» WORK ITEM
Restate the data below, keeping every line the same.

(Region pointing data)
● ● ● ● ● ● ●
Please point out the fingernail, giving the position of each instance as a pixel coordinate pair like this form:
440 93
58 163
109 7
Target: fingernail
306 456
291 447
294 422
● ● ● ● ● ● ●
» OUTPUT BELOW
Please point out the fingernail, giving the position of each instance as a pixel coordinate pair like this form:
440 93
58 163
109 7
Target: fingernail
306 456
291 447
294 422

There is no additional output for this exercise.